EXTRACT TO READ:
════

The panel majority affirmed, tracking the district court’s claim construction analysis. While the plaintiff urged that the functional aspects were still sufficiently ornamentally similar to create a fact issue on infringement, the panel majority disagreed. Id. at *5. Invoking the Gorham v. White Supreme Court standard from 1871, the panel majority held that the accused product was not sufficiently similar, on an ornamental basis, in light of the narrow construction driven by the functional aspects of the ’155 patent design, particularly in light of its base size and overall segmented appearance. Id. at *6.

════

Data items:
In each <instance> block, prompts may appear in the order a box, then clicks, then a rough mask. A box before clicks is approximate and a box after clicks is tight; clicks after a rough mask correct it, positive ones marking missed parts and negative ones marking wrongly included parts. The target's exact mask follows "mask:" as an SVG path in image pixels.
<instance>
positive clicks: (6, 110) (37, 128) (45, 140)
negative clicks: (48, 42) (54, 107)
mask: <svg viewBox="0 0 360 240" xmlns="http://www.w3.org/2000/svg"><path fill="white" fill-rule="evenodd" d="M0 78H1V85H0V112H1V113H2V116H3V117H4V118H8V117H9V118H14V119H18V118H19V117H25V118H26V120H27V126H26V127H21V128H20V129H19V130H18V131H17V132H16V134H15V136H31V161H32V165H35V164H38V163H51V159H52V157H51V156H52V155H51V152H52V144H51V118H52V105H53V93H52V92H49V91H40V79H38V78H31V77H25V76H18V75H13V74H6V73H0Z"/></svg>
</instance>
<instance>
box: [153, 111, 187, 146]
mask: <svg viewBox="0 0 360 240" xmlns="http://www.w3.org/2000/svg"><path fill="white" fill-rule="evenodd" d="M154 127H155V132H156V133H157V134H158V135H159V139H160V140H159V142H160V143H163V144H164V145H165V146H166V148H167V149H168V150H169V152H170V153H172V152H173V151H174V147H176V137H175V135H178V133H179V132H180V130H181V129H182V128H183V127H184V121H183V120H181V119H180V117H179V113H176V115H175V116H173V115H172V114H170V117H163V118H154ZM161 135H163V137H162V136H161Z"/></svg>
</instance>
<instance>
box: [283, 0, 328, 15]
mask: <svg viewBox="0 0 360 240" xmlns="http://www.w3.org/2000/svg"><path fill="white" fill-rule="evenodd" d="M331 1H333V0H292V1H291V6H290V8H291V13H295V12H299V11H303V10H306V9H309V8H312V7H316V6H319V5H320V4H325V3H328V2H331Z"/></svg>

════

WHAT TO DO:
Please carry on the passage about the design patent infringement appeal, picking up right after its final sentence.

EXERCISE OUTPUT:
Chief Judge Moore dissented, on the basis that the record showed sufficient similarity between the claimed and accused designs to warrant sending infringement to the jury for resolution. Although Chief Judge Moore did not take particular issue with the claim-construction analysis of functional aspects of the ’155 patent design, she focused instead on what she framed as “a small and easily solved problem in [the Federal Circuit’s] design patent law[.]” Id. at *7 (Moore, C.J., dissenting). In her view, the en banc Egyptian Goddess decision subtly shifted the frame of reference for design-patent infringement from the 150-plus-years-old “substantial similarity” standard in Gorham to the “sufficiently distinct” or “plainly dissimilar” language in Egyptian Goddess. Id. at *7–8 (Moore, C.J., dissenting). The former is framed in terms of overall similarities shared by the claimed and accused designs (which Chief Judge Moore viewed as the correct focus), while the latter is premised on differentiating the designs, which may cause minor differences to seem more important than they should be.
Chief Judge Moore believed that a reasonable jury could find that the claimed and accused designs at issue here were not substantially similar. But the summary judgment issue is whether no reasonable jury would find substantial similarity, and she felt that was a bridge too far. Id. at *9 (Moore, C.J., dissenting). Instead of playing a version of a childhood “spot the differences” game between the claimed and accused designs, Chief Judge Moore would invite judges to take a step back, look at the overall similarities instead, and leave the fact findings about differences in details to juries.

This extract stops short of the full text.